Location labeling listing
------------------------------------------------

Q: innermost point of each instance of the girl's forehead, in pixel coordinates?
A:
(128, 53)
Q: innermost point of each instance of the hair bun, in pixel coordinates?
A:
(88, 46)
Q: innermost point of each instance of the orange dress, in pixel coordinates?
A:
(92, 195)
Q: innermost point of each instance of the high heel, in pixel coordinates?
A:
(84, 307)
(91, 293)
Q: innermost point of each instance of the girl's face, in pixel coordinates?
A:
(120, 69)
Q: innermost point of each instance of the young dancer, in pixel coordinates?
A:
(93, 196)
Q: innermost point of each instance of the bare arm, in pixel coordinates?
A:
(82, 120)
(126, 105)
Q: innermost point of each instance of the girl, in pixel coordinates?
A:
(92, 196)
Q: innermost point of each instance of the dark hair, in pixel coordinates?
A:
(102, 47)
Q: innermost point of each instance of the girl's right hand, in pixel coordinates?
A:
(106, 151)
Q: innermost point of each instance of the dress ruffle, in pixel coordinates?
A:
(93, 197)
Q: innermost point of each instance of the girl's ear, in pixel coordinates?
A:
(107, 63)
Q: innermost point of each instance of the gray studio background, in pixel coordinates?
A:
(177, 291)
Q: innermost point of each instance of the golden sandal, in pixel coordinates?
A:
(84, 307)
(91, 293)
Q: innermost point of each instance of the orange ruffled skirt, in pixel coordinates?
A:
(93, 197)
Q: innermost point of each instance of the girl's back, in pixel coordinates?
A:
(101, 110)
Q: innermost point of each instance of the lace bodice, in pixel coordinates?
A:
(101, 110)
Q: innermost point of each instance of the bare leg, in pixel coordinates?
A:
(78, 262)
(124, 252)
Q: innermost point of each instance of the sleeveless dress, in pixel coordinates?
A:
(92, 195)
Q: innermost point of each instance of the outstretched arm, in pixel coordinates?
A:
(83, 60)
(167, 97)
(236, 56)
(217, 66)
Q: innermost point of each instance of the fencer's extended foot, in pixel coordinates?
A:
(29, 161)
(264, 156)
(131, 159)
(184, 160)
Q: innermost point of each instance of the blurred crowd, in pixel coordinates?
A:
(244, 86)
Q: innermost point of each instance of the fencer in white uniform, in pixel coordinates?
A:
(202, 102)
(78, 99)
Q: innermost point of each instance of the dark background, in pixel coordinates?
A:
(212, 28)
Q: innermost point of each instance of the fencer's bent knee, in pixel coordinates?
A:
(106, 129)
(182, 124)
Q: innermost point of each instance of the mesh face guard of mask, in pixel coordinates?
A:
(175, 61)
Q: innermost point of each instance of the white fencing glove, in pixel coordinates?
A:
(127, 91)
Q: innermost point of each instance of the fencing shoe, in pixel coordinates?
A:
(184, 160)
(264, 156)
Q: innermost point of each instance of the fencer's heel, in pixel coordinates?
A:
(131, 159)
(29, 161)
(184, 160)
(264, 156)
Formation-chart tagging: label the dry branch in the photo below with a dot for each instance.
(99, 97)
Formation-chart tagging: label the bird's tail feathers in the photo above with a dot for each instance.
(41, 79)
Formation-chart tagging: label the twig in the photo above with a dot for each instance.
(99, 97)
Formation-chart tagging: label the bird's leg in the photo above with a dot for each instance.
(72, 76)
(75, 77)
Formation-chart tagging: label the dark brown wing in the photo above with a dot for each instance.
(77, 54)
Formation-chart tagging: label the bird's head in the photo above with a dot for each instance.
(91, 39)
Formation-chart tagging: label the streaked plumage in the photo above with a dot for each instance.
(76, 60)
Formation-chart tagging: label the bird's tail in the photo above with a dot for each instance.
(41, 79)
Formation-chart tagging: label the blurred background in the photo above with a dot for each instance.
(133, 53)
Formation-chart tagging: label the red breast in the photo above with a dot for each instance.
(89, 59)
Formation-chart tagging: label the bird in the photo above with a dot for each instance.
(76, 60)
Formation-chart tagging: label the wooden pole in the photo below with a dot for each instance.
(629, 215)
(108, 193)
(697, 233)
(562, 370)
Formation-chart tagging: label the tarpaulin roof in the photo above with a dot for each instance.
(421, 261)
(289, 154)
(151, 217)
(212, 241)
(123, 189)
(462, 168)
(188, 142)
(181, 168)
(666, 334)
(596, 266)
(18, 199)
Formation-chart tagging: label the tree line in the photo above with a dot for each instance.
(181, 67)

------------------------------------------------

Goal. Copy every line of the listing above without any changes.

Answer to the task.
Q: innermost point of each instance of the girl's forehead, in pixel coordinates?
A:
(128, 53)
Q: innermost point of each instance of the hair bun, in pixel coordinates?
A:
(88, 46)
Q: innermost point of each instance of the orange dress, in pixel coordinates?
A:
(92, 195)
Q: innermost point of each instance of the high heel, in pixel coordinates?
A:
(84, 307)
(91, 293)
Q: innermost point of each instance of the girl's face, in pixel coordinates?
A:
(120, 69)
Q: innermost point of each instance of the young dancer, in pixel coordinates?
A:
(93, 196)
Q: innermost point of each instance of the bare arm, in pixel coordinates?
A:
(82, 120)
(126, 105)
Q: innermost point of each instance of the girl, in pixel coordinates?
A:
(92, 196)
Q: innermost point of each instance of the dark hair, in pixel coordinates?
A:
(102, 47)
Q: innermost point of each instance of the girl's right hand, in pixel coordinates?
A:
(106, 151)
Q: innermost point of each instance of the dress ruffle, in pixel coordinates?
A:
(93, 197)
Q: innermost point of each instance of the girl's ear, in pixel coordinates?
A:
(107, 63)
Q: innermost point of each instance of the gray studio background, in pixel coordinates?
A:
(177, 291)
Q: innermost point of each instance of the golden sandal, in pixel coordinates?
A:
(84, 307)
(91, 293)
Q: innermost point of each instance of the orange ruffled skirt, in pixel coordinates?
A:
(93, 197)
Q: innermost point of each instance of the girl's back, in pixel coordinates?
A:
(101, 110)
Q: innermost point of each instance of the lace bodice, in pixel coordinates?
A:
(101, 110)
Q: innermost point of each instance of the bare leg, in pixel coordinates?
A:
(78, 262)
(124, 252)
Q: innermost point of each instance of the sleeveless dress, in pixel coordinates?
A:
(92, 195)
Q: innermost point of each instance of the outstretched arm, in pixel coordinates?
A:
(83, 60)
(167, 97)
(236, 56)
(217, 66)
Q: innermost point of each instance of the fencer's extended foot, in pixel coordinates?
A:
(29, 161)
(264, 156)
(131, 159)
(184, 160)
Q: innermost point of each instance of the blurred crowd, in pixel coordinates?
A:
(244, 86)
Q: innermost point of each instance of the fencer in white uniform, in pixel coordinates?
A:
(202, 102)
(78, 99)
Q: innermost point of each instance of the dark background, in pixel coordinates?
A:
(212, 28)
Q: innermost point of each instance of the fencer's bent knee, in pixel coordinates?
A:
(106, 129)
(182, 124)
Q: innermost point of each instance of the mesh face guard of mask, in pixel coordinates?
A:
(175, 61)
Q: innermost point of each instance of the white fencing glove, in pixel coordinates?
A:
(127, 91)
Q: innermost point of each instance of the fencing shoe, in pixel coordinates?
A:
(184, 160)
(264, 156)
Q: innermost point of each instance of the fencer's heel, in pixel coordinates?
A:
(131, 159)
(29, 161)
(184, 160)
(264, 156)
Formation-chart tagging: label the dry branch in the photo below with a dot for each instance.
(99, 97)
Formation-chart tagging: label the bird's tail feathers in the photo above with a dot for each instance.
(41, 79)
Formation-chart tagging: label the twig in the photo above with a dot for each instance.
(99, 97)
Formation-chart tagging: label the bird's leg in the photo above with a dot for each instance.
(72, 76)
(75, 77)
Formation-chart tagging: label the dark brown wing in the photo above with a dot for each instance.
(77, 54)
Formation-chart tagging: label the bird's head in the photo above with a dot for each instance.
(91, 39)
Formation-chart tagging: label the streaked plumage in the photo above with a dot for each instance.
(76, 60)
Formation-chart tagging: label the bird's tail in the photo above with a dot for each instance.
(41, 79)
Formation-chart tagging: label the blurred background in the photo above with a dot for each instance.
(133, 53)
Formation-chart tagging: label the red breast in the photo above with a dot for each instance.
(89, 59)
Formation-chart tagging: label the bird in the photo above with a dot for each instance.
(76, 60)
Formation-chart tagging: label the wooden pole in the photo below with a dot for each instance.
(629, 215)
(108, 193)
(697, 233)
(562, 370)
Formation-chart tagging: label the tarpaulin roof in the photo above with a dot for each instance.
(421, 261)
(289, 154)
(151, 217)
(212, 241)
(123, 189)
(462, 168)
(188, 142)
(181, 168)
(666, 334)
(596, 266)
(18, 199)
Formation-chart tagging: label the tree line in the photo above with a dot for each instance.
(181, 67)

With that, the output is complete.